[LISTED RECORDS Boundary: Start]

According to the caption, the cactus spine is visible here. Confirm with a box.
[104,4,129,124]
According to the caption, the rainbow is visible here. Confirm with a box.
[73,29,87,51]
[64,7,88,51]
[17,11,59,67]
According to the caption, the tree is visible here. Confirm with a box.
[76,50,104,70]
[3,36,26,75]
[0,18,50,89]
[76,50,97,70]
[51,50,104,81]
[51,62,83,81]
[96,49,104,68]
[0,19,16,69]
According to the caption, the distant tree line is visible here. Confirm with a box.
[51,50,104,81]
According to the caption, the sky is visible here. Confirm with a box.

[LISTED RECORDS Boundary: End]
[LISTED RECORDS Boundary: Start]

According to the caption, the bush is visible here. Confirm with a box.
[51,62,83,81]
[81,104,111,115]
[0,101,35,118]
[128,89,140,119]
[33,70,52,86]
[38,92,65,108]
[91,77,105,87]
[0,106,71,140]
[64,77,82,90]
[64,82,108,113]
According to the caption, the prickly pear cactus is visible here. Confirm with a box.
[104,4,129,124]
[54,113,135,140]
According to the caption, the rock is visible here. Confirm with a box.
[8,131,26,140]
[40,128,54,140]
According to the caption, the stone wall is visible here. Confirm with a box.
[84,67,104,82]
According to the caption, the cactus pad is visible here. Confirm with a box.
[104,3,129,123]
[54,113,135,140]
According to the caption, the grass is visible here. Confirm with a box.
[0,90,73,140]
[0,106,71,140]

[LISTED RECORDS Boundary: End]

■ PROBLEM REQUIREMENTS ■
Reproduce, exactly as they stand in the data above, the lines from the one that holds "According to the caption, the cactus spine" to the one that holds "According to the caption, the sky", inclusive.

■ RESULT OF THE EXERCISE ■
According to the caption, the cactus spine is visible here. Confirm with a box.
[104,4,129,124]
According to the caption, the rainbow is visible here. Confirm with a box.
[73,29,87,51]
[64,7,88,51]
[17,11,59,67]
According to the caption, the tree is visible here. Confirm with a box.
[76,50,104,70]
[3,36,26,75]
[0,18,50,89]
[76,50,97,70]
[51,50,104,81]
[51,62,83,81]
[96,49,104,68]
[0,19,16,69]
According to the caption, the distant tree line is visible here. Confirm with a box.
[51,50,104,81]
According to the caption, the sky is visible here. Confirm with a box.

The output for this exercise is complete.